SHORT TASK 1: Count the lines in the records that contain the string "blurred", with case counting, and reply with the number alone.

PAGE EXCERPT:
>>>

Thursday, February 04, 2010

Why Pakistanis don't see the USA as an ally -- the long-range consequences of colonialism

US policy in the Middle East depends in part on the cooperation of the governments and populations in areas where unfriendly groups exist. But despite the fact that most Muslims in the Middle East mostly oppose people who claim to represent "Islamic government," there is very little enthusiasm for a US alliance. From a distance it looks a lot like sheer crankiness. Juan Cole at Informed Comment tries to explain, using a current example, of how Pakistanis like others with a recent history of colonial occupation, see US and NATO intervention as the same old, same old, and deeply humiliating.

Juan Cole writes
:

Opinion polls show that many observers in Pakistan already feel that the US is humiliating their country and sowing discord there, and this revelation of the presence of US troops on the ground, along with the Department of Defense role in building girls' schools, will further raise hackles (and risks making girls' schools unpopular even among non-Taliban).

<<<

SUPPLIED DATA:

>>>

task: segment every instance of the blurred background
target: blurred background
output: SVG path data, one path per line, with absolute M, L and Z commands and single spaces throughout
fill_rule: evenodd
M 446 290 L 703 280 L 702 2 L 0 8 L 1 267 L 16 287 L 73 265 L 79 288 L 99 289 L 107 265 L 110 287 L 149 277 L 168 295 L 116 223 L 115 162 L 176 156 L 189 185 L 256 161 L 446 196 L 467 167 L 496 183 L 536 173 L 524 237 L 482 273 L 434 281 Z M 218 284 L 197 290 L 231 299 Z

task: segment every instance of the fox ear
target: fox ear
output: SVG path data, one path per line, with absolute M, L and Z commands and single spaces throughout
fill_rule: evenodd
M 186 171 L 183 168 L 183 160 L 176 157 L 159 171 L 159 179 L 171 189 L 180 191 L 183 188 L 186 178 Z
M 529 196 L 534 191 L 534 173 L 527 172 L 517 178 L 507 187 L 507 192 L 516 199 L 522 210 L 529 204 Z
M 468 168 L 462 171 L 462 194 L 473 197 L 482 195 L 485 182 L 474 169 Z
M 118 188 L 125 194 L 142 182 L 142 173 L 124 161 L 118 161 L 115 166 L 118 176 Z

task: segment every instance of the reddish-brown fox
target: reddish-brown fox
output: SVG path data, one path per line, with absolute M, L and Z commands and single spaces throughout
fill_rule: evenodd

<<<

SHORT TASK 2: Write out the post on Pakistani views of the US word for word, from "US policy in" to "and deeply humiliating.".

CORRECT RESULT 1: 2

CORRECT RESULT 2:
US policy in the Middle East depends in part on the cooperation of the governments and populations in areas where unfriendly groups exist. But despite the fact that most Muslims in the Middle East mostly oppose people who claim to represent "Islamic government," there is very little enthusiasm for a US alliance. From a distance it looks a lot like sheer crankiness. Juan Cole at Informed Comment tries to explain, using a current example, of how Pakistanis like others with a recent history of colonial occupation, see US and NATO intervention as the same old, same old, and deeply humiliating.